→ **TASK REQUIREMENTS**
Rewrite the items starting with the line that contains "As a warehouse robot's perception module, locate street" and going on through the end of the items, keeping every request line unchanged. Increase each bounding-box coordinate in the answers by 147.

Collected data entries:
━━━━━━━━━━━━━━━━━━━━

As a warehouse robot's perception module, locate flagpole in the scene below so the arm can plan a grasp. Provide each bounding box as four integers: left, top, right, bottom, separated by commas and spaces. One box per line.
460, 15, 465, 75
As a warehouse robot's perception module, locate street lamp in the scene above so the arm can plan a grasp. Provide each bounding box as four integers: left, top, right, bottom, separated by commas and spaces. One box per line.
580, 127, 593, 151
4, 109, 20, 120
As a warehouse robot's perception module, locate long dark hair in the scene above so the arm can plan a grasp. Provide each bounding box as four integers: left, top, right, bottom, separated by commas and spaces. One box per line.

━━━━━━━━━━━━━━━━━━━━

→ **SOLVED EXERCISE**
As a warehouse robot's perception module, locate street lamp in the scene above so the arm can plan a grasp. Provide each bounding box as four integers: left, top, right, bottom, separated by commas and spaces. One box per line.
727, 274, 740, 298
151, 256, 167, 267
As a warehouse robot's perception module, locate long dark hair in the scene above so the arm can plan a grasp. Provide each bounding box as four integers: left, top, right, bottom, separated by commas and spaces. One box per line.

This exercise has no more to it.